Tasks for this exercise:
(a) From the figure legend on SGLT2i targets, list every compound that was applied to the EHTs or tested in an assay, using the name or abbreviation the legend gives.
(b) Answer each question from the figure legend on SGLT2i targets:
(i) What IC₅₀ was found for Cana at the dihydropyridine site of the L-type Ca²⁺ channel?
(ii) At what SEA0400 concentration did a Ctrl EHT show an irregular beating pattern?
(iii) How many EHTs stopped beating at 50 µM Empa + SEA0400?

Extracted text:
---
Molecular targets of SGLT2i that enhance relaxation in R403Q EHT. (A) Treatment with the L-type Ca²⁺ channel blocker diltiazem hydrochloride (Dilt) for 1 h in spontaneously beating R403Q (n = 10, 90 ± 1 days) and Ctrl (n = 8, 82 ± 3 days). R403Q EHTs stopped beating at 1 µM Dilt (three EHTs) and 3 µM Dilt (six EHTs). (B) The binding affinity of Cana for the dihydropyridine site of the L-type Ca²⁺ channel was determined (two replicates) in the rat cerebral cortex via a radioligand binding assay. Log(inhibitor) vs. response variable slope (four parameters) was fitted with the constraint top is 100. The concentration causing a half-maximal inhibition of control specific binding (IC₅₀) was 37 µM. (C) Treatment with the potent NCX inhibitor SEA0400 for 1 h lowered relaxation time of spontaneously beating R403Q (n = 6, 56 ± 8 days), whereas SEA0400 increased relaxation time in Ctrl (n = 7, 81 ± 2 days). Treatment with SEA0400 resulted in some EHTs in irregular beating patterns (R403Q: 1 EHT at 33 nM; Ctrl: 1 EHT at 100 nM), which were excluded from data analyses. (D) Examples of beating patterns of a Ctrl and R403Q EHT with the same beating frequency, before treatment (baseline) and after SEA0400 (100 nM) treatment (red line, original recording; pink line, velocity). (E) R403Q EHTs (75 ± 1 days) were cumulatively treated for 45 min with Empa (n = 6), or with SEA0400 (100 nM; n = 6), or with both SEA0400 (100 nM) and Empa (n = 8). At 50 µM Empa two EHTs stopped beating, whereas six EHTs stopped beating at 50 µM Empa + SEA0400. Data are expressed as mean ± SEM. (A, C: 2 independent EHT preparations of R403Q and Ctrl; E: 1 EHT preparation). #P < 0.05, ##P < 0.01, ###P < 0.001 vs. Baseline (A, C, E: Empa) or vs. SEA0400 (E: SEA0400 + Empa), repeated measures one-way ANOVA followed by Dunnett’s post-test (A: Ctrl, C), or if values are missing because EHTs stopped beating as a result of the treatment a mixed-effects analysis followed by Dunnett’s post-test was performed (A: R403Q, E: Empa vs. baseline), or one-way ANOVA followed by Tukey’s multiple comparisons tests (E: SEA0400 vs. SEA0400 + Empa).
---
Data extracts:
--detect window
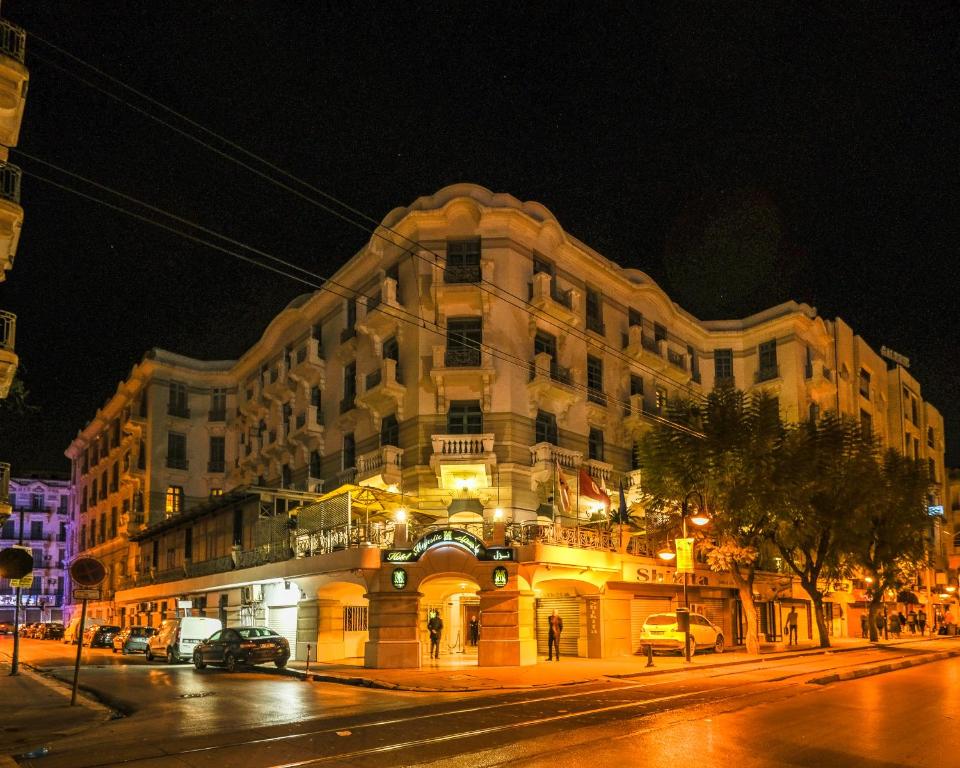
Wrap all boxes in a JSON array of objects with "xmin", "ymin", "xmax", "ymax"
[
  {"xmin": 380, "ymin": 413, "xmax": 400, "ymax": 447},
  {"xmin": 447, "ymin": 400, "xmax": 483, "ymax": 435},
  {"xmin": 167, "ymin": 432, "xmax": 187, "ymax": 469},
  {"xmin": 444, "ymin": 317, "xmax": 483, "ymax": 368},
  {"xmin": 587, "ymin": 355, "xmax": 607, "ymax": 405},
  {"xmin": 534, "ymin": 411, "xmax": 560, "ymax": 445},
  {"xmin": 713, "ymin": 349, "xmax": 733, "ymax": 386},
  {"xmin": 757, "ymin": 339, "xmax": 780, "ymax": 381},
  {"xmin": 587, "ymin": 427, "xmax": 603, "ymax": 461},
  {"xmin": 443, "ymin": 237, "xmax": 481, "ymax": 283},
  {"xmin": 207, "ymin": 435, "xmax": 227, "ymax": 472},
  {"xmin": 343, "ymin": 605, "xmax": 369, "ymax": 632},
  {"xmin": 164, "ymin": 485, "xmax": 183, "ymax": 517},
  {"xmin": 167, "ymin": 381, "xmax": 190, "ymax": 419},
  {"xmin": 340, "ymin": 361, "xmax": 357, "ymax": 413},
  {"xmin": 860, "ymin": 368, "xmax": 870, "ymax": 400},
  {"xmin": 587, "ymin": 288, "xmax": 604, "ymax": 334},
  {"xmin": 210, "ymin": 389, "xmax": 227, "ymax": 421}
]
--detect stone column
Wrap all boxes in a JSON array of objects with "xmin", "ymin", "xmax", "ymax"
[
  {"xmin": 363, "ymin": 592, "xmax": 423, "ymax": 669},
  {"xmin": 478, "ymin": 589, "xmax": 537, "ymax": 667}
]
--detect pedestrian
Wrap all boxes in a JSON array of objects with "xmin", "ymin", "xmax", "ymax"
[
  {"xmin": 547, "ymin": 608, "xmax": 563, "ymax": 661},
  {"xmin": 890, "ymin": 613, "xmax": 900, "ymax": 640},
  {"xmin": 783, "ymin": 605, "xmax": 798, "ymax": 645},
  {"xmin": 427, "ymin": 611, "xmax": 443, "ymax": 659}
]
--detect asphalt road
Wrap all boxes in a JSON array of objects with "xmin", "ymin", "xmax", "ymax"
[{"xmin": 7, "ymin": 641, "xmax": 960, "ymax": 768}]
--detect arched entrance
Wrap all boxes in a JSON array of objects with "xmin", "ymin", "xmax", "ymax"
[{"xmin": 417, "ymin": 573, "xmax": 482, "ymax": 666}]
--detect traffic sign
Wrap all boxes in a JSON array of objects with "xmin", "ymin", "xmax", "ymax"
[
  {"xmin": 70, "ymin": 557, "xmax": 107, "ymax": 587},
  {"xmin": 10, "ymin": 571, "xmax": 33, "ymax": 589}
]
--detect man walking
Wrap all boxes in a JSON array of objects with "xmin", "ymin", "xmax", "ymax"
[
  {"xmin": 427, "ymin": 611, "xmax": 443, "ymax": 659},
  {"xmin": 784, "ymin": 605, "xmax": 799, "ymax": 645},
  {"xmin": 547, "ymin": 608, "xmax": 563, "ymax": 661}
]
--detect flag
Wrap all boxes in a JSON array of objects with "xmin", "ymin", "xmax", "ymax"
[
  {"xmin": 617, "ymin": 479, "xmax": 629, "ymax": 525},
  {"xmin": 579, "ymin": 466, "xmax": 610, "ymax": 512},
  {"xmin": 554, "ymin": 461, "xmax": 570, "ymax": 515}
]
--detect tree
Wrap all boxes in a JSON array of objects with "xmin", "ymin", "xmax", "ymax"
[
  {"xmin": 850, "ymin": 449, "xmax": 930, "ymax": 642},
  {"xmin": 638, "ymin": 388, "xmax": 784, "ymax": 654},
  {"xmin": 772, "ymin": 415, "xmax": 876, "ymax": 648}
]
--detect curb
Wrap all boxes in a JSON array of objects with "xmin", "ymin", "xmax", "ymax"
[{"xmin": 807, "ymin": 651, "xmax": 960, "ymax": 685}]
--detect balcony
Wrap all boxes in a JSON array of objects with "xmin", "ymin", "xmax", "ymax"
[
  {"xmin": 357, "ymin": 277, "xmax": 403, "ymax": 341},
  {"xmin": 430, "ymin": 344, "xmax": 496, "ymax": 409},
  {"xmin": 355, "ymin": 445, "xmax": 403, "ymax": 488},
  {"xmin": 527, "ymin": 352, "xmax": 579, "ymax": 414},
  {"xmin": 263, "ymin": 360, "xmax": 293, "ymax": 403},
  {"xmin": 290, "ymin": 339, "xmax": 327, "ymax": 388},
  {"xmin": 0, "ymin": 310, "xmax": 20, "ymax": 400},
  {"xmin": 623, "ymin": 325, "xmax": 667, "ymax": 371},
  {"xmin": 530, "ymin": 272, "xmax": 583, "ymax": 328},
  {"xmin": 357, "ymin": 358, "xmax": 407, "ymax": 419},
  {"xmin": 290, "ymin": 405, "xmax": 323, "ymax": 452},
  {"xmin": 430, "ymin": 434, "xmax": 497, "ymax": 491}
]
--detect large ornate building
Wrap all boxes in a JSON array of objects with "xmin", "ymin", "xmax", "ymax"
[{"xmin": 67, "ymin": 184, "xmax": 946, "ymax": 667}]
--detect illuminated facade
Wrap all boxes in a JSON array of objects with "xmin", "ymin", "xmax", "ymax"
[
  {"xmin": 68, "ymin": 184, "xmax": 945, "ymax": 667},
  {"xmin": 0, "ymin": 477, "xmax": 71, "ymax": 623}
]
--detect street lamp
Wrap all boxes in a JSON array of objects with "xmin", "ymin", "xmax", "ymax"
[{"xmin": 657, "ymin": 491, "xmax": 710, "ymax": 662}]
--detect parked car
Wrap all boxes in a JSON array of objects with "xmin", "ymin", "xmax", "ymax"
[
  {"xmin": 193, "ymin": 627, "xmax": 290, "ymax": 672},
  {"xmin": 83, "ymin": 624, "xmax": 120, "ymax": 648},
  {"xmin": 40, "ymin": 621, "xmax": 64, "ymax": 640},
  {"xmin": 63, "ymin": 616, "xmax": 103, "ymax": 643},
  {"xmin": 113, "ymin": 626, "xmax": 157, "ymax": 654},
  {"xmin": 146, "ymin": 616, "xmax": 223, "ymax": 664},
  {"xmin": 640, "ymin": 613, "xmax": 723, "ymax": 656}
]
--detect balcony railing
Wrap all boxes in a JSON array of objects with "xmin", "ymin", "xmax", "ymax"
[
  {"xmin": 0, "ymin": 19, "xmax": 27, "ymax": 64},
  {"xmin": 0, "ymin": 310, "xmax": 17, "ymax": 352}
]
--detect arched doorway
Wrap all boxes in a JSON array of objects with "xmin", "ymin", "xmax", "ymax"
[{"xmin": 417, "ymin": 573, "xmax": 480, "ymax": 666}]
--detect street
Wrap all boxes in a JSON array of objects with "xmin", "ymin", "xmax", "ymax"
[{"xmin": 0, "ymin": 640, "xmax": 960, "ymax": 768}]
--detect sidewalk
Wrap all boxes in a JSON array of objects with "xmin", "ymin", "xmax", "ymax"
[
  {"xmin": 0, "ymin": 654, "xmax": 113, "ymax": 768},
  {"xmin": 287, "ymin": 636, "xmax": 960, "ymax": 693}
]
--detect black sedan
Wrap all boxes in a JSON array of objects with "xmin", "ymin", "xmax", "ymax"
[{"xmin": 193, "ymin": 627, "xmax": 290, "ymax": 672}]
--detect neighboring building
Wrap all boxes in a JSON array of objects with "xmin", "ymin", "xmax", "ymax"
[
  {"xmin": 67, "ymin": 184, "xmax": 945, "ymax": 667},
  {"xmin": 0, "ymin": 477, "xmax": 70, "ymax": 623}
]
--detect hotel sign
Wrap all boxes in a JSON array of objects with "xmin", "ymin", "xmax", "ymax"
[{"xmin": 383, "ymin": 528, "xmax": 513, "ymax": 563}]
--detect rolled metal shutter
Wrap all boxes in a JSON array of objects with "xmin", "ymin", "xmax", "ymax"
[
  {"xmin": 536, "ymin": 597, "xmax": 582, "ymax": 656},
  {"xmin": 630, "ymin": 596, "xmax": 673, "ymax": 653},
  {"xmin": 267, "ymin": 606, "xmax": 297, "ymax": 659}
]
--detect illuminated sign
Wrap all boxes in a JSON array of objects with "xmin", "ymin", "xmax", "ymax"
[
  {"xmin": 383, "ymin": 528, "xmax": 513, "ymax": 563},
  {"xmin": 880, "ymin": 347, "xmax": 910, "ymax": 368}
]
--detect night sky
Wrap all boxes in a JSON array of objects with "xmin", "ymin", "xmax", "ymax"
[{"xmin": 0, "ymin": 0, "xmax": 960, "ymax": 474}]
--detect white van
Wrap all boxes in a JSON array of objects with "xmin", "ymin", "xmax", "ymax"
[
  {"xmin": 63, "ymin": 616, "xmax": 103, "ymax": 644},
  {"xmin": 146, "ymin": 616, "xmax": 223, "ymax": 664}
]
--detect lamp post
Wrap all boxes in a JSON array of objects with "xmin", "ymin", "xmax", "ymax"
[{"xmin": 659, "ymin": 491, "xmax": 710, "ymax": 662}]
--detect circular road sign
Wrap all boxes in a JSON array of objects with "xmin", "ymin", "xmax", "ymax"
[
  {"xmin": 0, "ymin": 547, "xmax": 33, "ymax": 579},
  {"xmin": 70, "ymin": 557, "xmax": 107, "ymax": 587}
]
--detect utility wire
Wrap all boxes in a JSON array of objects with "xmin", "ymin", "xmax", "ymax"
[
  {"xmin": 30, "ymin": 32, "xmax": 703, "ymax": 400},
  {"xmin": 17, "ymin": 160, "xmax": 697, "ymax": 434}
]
---
Task-by-task outputs:
(a)
diltiazem hydrochloride (Dilt)
Cana
SEA0400
Empa

(b)
(i) 37 µM
(ii) 100 nM
(iii) Six